* _Stated task_: Can you transcribe each of the records below word for word, leaving the pictures out?

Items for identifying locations
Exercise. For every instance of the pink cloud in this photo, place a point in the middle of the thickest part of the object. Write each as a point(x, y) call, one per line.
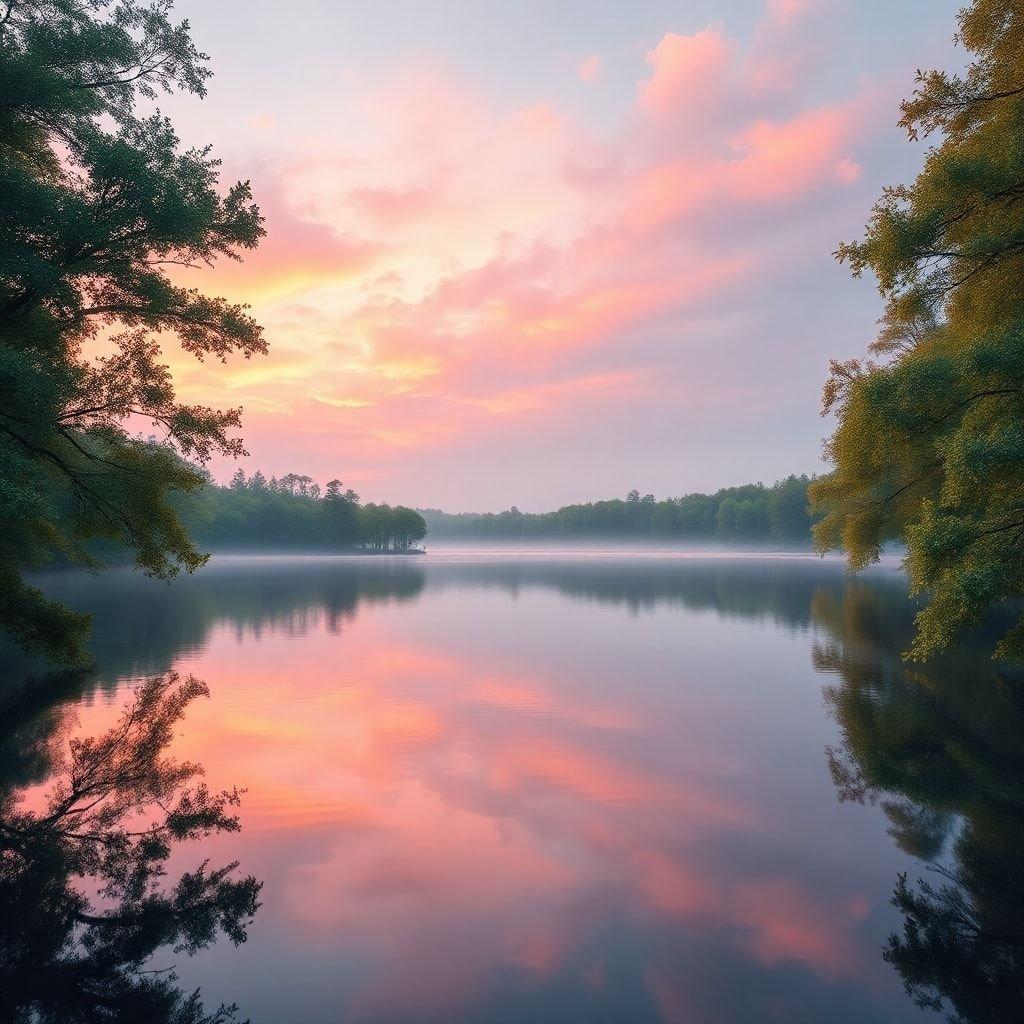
point(449, 263)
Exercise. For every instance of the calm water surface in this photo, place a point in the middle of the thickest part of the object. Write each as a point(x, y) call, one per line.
point(541, 787)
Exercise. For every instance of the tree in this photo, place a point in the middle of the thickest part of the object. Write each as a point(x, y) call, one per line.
point(98, 203)
point(929, 448)
point(940, 752)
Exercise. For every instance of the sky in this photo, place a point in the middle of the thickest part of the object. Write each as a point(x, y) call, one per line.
point(536, 253)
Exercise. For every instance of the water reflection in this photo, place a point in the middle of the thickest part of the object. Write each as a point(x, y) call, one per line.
point(587, 790)
point(87, 828)
point(941, 751)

* _Complete response_:
Exercise. For every instance of the pink cloud in this photo, place a point in the middle of the thickest part of the object. Write each as a point(x, y) call, one per line.
point(449, 263)
Exercise. For every instance of the calm water surface in this photo, place a point in the middle of the thickest part of the object. Write each as a point(x, y) call, one per line.
point(541, 787)
Exercise. For every instance of the tree in this photo, place a point in the middle of the thickest part of the object. Write each as a point(x, y) call, one per line.
point(98, 203)
point(929, 448)
point(940, 752)
Exercise. For every instance of the sky in this photo, place a point in the middle of the thickest part of the object. Write each as a point(x, y) call, one per line.
point(536, 253)
Exercise. For every instance of the water reflection in this photo, place a point in the middle of the thickest part of the object. Write each as a point(x, y) call, one per line.
point(587, 790)
point(87, 828)
point(941, 751)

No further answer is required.